### Problem requirements
Could you extract every line of the records below and reproduce each one verbatim, without changing anything?

[Records of labeled points]
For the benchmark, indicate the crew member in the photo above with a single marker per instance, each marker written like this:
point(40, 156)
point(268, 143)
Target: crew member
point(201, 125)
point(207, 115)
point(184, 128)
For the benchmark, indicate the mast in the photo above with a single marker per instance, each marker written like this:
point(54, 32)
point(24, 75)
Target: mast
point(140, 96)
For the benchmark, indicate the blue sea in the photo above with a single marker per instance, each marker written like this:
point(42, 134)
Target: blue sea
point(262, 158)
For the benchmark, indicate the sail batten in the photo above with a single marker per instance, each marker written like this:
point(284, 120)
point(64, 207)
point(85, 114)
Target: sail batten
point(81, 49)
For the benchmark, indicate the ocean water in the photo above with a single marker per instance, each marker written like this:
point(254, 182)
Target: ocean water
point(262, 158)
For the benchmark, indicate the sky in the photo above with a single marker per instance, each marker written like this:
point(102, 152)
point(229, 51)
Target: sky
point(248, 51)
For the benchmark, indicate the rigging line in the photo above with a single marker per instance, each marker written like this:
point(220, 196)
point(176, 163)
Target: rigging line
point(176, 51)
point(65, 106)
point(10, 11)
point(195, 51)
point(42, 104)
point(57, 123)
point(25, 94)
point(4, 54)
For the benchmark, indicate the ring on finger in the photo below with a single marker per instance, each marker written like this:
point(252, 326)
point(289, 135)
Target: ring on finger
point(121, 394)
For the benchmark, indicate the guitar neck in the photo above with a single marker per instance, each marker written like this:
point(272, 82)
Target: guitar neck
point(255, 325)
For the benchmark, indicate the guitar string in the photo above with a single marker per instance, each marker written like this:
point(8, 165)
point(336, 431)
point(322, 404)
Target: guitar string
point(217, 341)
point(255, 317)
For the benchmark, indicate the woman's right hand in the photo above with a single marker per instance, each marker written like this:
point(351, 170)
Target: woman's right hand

### Output of the task
For the benchmark, indicate the crew member in the photo above with a single marker per instance, each marker written like this:
point(40, 156)
point(268, 143)
Target: crew member
point(201, 125)
point(207, 115)
point(184, 128)
For the benchmark, indicate the mast in the photo above with a single marker per instance, each marker written like this:
point(54, 32)
point(24, 75)
Target: mast
point(140, 96)
For the benchmark, indicate the blue sea in the photo above with a single marker per instance, each marker written like this:
point(42, 134)
Target: blue sea
point(262, 158)
For the benchmark, indicate the sail batten in the photo above with a single marker per instance, each marker written like this:
point(284, 120)
point(64, 207)
point(85, 114)
Target: sail batten
point(81, 49)
For the benchmark, indicate the ocean water in the photo above with a single marker per instance, each marker written like this:
point(254, 182)
Target: ocean water
point(262, 158)
For the benchmark, indicate the sky in the photo above with a single marker per instance, each marker written like this:
point(102, 152)
point(229, 51)
Target: sky
point(248, 51)
For the benchmark, indicate the rigging line in the photo above with a single marker per instance, each marker written like this:
point(220, 196)
point(176, 163)
Target: rigging line
point(176, 51)
point(65, 106)
point(10, 11)
point(195, 51)
point(42, 104)
point(57, 123)
point(25, 94)
point(4, 54)
For the benchmark, indicate the ring on finger in the photo below with a single marker per instance, each marker written like this:
point(252, 326)
point(289, 135)
Target: ring on finger
point(121, 394)
For the benchmark, indicate the guitar neck in the photo above with a single marker per instance, each marker written like this:
point(272, 82)
Target: guitar neck
point(255, 325)
For the benchmark, indicate the guitar string in the photo above with a single marker per instance, each marker written like this:
point(8, 165)
point(336, 431)
point(322, 404)
Target: guitar string
point(217, 341)
point(255, 317)
For the benchmark, indicate the woman's right hand in the photo above with a single marker per instance, each marker written like this:
point(351, 170)
Target: woman's right hand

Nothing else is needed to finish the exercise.